## Task item
Up to and including the line that contains "Put one marker on each instance of the cathedral", return every line from the start of the data, unchanged.

## Given information
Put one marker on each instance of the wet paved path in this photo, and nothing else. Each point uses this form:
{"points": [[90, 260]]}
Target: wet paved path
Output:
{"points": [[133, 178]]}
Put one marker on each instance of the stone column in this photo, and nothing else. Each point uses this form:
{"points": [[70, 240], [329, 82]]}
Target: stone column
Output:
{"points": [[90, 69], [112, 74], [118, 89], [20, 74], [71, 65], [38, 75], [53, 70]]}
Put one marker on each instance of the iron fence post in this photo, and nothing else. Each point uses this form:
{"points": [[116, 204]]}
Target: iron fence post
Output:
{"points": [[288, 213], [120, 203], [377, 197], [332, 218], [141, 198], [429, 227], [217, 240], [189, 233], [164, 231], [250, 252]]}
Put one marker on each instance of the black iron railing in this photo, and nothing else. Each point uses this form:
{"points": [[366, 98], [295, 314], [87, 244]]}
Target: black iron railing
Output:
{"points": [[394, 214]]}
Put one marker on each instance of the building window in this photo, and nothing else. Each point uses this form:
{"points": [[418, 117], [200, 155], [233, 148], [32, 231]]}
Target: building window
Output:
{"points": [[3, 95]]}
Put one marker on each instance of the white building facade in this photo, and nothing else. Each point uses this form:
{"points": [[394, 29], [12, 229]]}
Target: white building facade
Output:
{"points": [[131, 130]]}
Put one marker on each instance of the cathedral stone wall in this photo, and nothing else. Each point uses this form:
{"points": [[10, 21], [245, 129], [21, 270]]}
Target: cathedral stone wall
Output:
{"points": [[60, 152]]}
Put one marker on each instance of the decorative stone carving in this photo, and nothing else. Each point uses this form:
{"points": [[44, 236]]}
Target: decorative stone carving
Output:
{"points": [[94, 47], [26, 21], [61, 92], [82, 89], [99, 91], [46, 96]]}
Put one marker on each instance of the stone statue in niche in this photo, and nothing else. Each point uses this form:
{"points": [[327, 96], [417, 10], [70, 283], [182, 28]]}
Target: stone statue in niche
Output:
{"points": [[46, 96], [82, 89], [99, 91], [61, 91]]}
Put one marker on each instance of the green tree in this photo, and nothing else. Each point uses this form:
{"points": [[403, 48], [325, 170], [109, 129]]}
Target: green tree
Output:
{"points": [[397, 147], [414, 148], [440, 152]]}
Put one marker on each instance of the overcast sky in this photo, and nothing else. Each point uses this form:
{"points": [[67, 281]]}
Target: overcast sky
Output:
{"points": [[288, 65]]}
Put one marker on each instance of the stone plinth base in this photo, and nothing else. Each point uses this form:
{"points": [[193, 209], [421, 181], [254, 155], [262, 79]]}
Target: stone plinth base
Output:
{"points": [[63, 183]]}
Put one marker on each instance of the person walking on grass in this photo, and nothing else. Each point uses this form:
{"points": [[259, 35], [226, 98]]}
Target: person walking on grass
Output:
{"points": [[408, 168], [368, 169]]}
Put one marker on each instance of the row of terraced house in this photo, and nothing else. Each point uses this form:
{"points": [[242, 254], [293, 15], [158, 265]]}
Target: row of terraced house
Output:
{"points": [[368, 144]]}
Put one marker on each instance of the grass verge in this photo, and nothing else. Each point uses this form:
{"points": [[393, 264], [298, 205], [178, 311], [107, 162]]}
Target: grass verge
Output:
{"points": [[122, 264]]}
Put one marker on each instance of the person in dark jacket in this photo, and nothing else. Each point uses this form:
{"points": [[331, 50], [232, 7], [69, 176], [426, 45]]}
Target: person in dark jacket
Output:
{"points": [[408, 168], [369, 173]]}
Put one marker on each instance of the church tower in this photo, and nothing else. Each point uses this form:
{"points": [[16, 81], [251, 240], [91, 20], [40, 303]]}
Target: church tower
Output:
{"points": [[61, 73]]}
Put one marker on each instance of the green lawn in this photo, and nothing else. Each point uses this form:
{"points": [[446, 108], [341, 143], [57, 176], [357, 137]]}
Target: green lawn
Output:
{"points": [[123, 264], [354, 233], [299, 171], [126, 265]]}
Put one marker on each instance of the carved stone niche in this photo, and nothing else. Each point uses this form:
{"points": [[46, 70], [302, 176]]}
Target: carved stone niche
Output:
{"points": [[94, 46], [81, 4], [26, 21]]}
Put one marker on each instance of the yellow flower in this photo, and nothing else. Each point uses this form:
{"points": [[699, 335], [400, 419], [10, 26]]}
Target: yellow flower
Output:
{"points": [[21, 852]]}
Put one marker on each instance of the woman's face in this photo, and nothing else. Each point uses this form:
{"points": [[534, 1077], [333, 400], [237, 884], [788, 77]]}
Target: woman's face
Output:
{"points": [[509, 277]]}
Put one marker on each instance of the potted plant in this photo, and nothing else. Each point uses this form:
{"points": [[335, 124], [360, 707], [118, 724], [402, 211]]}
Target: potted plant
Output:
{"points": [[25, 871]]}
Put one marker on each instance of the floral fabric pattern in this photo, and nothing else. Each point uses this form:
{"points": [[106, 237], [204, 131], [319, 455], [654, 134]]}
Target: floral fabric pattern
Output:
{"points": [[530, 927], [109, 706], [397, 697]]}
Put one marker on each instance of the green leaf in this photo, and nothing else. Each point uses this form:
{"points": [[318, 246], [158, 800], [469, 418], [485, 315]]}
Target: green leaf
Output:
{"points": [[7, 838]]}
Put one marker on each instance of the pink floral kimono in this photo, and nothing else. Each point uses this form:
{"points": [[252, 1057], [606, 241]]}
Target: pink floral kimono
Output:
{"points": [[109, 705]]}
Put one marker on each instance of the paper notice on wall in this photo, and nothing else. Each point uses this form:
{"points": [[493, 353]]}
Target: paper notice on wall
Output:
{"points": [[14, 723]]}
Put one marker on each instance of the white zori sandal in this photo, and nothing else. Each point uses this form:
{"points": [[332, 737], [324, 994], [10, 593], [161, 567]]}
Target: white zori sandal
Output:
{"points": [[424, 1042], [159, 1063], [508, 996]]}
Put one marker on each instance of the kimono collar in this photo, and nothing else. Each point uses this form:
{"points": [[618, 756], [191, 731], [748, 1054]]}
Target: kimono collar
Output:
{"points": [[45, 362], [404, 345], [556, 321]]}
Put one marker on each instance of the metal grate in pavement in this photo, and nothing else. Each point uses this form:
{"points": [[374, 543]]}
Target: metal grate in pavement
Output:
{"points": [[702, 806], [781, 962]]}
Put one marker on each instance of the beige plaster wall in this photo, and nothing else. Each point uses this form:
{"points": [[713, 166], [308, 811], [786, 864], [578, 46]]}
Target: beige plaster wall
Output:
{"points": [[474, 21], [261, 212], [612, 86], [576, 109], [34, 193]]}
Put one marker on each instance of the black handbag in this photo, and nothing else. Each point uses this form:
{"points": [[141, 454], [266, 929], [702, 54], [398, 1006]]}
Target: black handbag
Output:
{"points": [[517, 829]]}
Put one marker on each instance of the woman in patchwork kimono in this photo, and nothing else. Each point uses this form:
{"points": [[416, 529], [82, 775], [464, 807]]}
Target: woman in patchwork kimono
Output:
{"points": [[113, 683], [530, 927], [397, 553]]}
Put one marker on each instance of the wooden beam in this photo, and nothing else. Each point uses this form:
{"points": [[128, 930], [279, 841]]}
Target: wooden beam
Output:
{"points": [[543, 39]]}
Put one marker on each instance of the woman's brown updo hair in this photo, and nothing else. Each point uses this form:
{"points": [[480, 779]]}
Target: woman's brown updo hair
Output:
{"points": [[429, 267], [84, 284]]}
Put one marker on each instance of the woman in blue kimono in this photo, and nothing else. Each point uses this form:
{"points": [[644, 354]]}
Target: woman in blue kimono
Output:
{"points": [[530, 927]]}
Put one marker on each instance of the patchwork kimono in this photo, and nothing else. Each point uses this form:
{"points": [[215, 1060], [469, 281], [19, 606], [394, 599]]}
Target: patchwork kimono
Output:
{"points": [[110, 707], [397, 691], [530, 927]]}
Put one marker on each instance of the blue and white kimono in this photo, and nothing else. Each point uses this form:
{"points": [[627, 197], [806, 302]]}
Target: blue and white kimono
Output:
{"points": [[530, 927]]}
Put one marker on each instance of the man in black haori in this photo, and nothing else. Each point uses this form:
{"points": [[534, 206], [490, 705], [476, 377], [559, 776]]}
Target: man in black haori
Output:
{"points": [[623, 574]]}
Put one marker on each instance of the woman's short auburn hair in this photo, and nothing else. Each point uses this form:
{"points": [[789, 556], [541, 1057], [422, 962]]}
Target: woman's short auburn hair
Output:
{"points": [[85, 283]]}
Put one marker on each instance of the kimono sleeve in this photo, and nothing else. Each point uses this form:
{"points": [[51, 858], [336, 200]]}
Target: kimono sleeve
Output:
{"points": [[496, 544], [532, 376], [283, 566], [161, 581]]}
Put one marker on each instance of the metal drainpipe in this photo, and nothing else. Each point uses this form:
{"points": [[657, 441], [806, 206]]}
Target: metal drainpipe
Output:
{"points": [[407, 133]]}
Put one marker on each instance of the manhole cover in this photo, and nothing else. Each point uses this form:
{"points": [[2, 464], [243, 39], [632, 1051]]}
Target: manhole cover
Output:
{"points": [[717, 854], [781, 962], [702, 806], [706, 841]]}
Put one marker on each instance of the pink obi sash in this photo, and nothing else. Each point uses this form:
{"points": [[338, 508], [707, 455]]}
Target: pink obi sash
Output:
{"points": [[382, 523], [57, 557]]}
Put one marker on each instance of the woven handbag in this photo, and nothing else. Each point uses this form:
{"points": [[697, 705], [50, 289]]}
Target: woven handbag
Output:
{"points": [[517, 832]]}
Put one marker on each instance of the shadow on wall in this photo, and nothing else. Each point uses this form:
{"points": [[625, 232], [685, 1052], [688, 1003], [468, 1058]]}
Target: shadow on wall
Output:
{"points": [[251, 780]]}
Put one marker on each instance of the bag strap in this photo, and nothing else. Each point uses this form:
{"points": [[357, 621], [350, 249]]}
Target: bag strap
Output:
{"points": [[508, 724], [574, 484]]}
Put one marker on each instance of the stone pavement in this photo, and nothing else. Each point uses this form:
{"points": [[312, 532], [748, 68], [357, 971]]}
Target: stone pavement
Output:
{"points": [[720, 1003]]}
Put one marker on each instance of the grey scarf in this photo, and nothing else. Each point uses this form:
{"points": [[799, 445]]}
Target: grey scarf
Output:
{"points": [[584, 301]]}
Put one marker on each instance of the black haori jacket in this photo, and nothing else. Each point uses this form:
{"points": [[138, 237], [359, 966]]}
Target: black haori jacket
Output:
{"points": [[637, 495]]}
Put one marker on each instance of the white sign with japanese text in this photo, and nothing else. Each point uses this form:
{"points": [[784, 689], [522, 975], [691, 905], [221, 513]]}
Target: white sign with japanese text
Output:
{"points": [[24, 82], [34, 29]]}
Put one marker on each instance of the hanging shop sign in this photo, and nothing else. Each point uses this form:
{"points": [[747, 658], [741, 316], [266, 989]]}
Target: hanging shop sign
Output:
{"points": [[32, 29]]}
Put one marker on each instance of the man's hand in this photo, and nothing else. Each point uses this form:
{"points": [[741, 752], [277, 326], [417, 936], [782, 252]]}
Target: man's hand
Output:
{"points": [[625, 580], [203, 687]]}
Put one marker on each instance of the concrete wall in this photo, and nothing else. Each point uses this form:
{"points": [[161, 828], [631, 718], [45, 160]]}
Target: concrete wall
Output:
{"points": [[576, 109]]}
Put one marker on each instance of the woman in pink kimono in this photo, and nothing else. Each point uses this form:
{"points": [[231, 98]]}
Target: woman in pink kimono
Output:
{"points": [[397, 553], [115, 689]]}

## Task output
Put one marker on each instance of the wet paved path in this photo, and nothing else. Each point uses this form:
{"points": [[90, 260]]}
Target: wet paved path
Output:
{"points": [[133, 178]]}
Put one marker on each instance of the stone column in this photo, and nothing else. Each point uses this form:
{"points": [[70, 240], [329, 82]]}
Target: stone column
Output:
{"points": [[90, 69], [112, 74], [118, 89], [20, 74], [71, 65], [38, 75], [53, 70]]}
Put one marker on each instance of the iron fence post in this photo, and nothing else. Each point uses this form:
{"points": [[116, 204]]}
Target: iron fence post
Output:
{"points": [[288, 213], [120, 203], [377, 197], [332, 218], [141, 198], [429, 227], [217, 240], [189, 233], [164, 231], [250, 252]]}
Put one marker on each instance of the black iron railing in this photo, and nothing else. Each point uses this form:
{"points": [[366, 98], [295, 314], [87, 244]]}
Target: black iron railing
Output:
{"points": [[394, 214]]}
Put one marker on each instance of the building window in this photo, and nothing else. Each point uses this form:
{"points": [[418, 117], [200, 155], [233, 148], [32, 231]]}
Target: building window
Output:
{"points": [[3, 95]]}
Put one marker on each instance of the white building facade in this photo, and nothing else. Each point uses this form:
{"points": [[394, 29], [12, 229]]}
Target: white building facade
Output:
{"points": [[131, 130]]}
Put one marker on each instance of the cathedral stone wall in this photo, and nothing else. Each point uses this form:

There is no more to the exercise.